» **TRAVAIL À FAIRE**: Extrayez mot pour mot du texte sur Fabien Cloutier le passage compris entre « Sous le microscope » et « dit en passant. », ces deux segments inclus.

Sous le microscope caustique de Fabien Cloutier

Habile, Fabien Cloutier fait rire en incarnant ici et là ces figures qu’il dénonce, restant toujours en équilibre sur le délicat fil de la caricature et de l’exagération du trait.
Photo: Dom Bernier Habile, Fabien Cloutier fait rire en incarnant ici et là ces figures qu’il dénonce, restant toujours en équilibre sur le délicat fil de la caricature et de l’exagération du trait.

Très peu de gens peuvent dire ces choses publiquement. Le dramaturge et comédien Fabien Cloutier est de ceux-là.

Selon lui, le Lac-Saint-Jean est une région d’une laideur désolante, à l’esthétique plus que douteuse. Le Saguenay n’offre pas mieux, le laid y étant cultivé avec la même passion. Sans compter que « le ratio coiffeuse/population » est aussi élevé aux deux endroits, soit dit en passant.

Il dit aussi être emmerdé par les tonalités africaines de cette voix qui parfois, sans qu’il l’ait sollicitée, cherche à le ramener, à l’autre bout du fil, sous le giron d’une célèbre compagnie de téléphone dont le service à la clientèle fait surtout fuir ses clients. Pas parce qu’il ne reconnaît pas en elle un « nous » faussement inclusif, sectaire et communautariste, mais plutôt parce qu’il imagine une voix appartenant à un gastro-entérologue s’étant démené toute sa vie pour sortir de sa misère en étudiant - comme son grand-père le lui répétait -, un toubib compétent qui a fui la guerre pour se buter ici à un corporatisme crasse, fleurant par moments un peu la peur de l’autre, et qui l’oblige à travailler dans un centre de harcèlement téléphonique. On résume. On savoure aussi.

» **INFORMATIONS PRÉSENTÉES**:
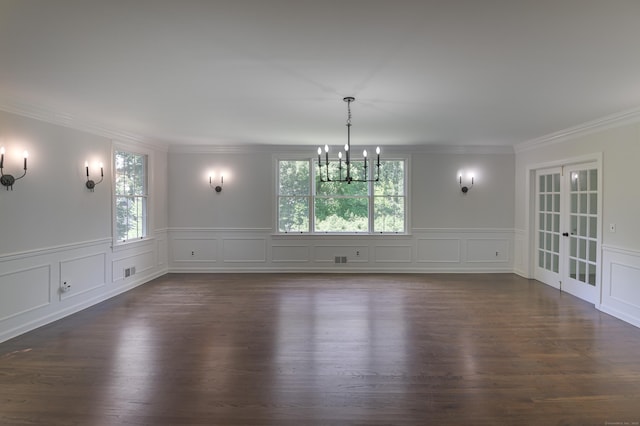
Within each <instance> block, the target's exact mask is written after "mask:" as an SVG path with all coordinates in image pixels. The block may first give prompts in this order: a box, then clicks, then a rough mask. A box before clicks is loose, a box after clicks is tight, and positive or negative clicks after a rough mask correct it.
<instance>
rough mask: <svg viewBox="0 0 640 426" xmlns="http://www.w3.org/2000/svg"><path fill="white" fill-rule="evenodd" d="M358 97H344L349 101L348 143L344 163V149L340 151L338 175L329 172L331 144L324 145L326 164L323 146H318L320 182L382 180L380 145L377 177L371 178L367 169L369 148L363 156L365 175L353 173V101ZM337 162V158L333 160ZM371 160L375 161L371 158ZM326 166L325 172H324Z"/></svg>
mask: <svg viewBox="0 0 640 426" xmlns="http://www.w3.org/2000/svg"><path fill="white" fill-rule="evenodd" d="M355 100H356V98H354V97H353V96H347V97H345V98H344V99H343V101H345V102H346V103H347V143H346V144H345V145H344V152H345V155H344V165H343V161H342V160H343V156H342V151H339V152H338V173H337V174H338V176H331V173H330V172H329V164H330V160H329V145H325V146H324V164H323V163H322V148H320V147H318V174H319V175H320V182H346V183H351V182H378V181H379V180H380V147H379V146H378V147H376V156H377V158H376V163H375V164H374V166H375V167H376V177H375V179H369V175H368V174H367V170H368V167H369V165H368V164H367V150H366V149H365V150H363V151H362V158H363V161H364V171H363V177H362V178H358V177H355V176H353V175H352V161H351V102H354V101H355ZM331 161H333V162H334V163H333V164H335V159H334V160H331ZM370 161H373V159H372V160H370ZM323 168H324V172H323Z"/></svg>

» **PRODUCTION ATTENDUE**:
Sous le microscope caustique de Fabien Cloutier

Habile, Fabien Cloutier fait rire en incarnant ici et là ces figures qu’il dénonce, restant toujours en équilibre sur le délicat fil de la caricature et de l’exagération du trait.
Photo: Dom Bernier Habile, Fabien Cloutier fait rire en incarnant ici et là ces figures qu’il dénonce, restant toujours en équilibre sur le délicat fil de la caricature et de l’exagération du trait.

Très peu de gens peuvent dire ces choses publiquement. Le dramaturge et comédien Fabien Cloutier est de ceux-là.

Selon lui, le Lac-Saint-Jean est une région d’une laideur désolante, à l’esthétique plus que douteuse. Le Saguenay n’offre pas mieux, le laid y étant cultivé avec la même passion. Sans compter que « le ratio coiffeuse/population » est aussi élevé aux deux endroits, soit dit en passant.